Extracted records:
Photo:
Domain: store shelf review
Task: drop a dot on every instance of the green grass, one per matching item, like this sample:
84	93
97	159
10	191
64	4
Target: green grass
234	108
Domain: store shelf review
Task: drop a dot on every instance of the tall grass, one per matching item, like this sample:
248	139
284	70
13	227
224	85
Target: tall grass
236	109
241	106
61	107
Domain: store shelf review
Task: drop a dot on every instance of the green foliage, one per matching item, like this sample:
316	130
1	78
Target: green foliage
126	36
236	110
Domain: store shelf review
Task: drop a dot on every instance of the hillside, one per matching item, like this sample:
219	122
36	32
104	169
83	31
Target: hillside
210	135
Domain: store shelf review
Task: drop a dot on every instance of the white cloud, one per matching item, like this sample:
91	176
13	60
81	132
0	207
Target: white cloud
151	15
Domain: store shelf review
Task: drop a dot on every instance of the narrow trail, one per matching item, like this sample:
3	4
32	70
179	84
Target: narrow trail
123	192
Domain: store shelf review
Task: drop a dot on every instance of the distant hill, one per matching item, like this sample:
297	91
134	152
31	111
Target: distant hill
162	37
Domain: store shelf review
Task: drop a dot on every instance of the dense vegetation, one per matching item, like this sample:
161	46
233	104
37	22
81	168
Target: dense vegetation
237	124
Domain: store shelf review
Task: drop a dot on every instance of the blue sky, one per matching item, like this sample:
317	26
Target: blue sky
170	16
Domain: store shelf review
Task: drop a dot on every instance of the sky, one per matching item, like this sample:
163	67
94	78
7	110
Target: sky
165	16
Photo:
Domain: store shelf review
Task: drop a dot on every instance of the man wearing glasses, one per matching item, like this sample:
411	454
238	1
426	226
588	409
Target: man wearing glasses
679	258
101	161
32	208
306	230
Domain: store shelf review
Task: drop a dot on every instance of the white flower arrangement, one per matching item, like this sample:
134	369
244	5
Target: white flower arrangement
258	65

## OBJECTIVE
List in full every line above that contains the string "instance". The match is case-sensitive.

## EXERCISE RESULT
Task: drop a dot on every instance of the green grass, one per matching item, like this sample:
Task: drop a dot on every instance of the tall grass, one per matching item, like this sample:
Task: drop a dot on every instance of the green foliage, one per matching item, like this sample:
Task: drop a dot on every instance of the hillside, one per matching item, like this sample:
Task: drop a dot on every instance of the white cloud, one per matching item, like this sample:
Task: drop a dot on every instance of the narrow trail, one per matching item, like this sample:
Task: drop a dot on every instance of the distant hill, one per matching item, like this sample:
Task: drop a dot on every instance of the dense vegetation, one per matching item, like this sample:
Task: drop a dot on every instance of the blue sky, one per matching item, like this sample:
Task: drop a dot on every instance of the sky, one per matching item, like this sample:
Task: drop a dot on every instance of the man wearing glasses, one per matching item, like this sample:
Task: drop a dot on every instance of the white flower arrangement, one per matching item, like this sample:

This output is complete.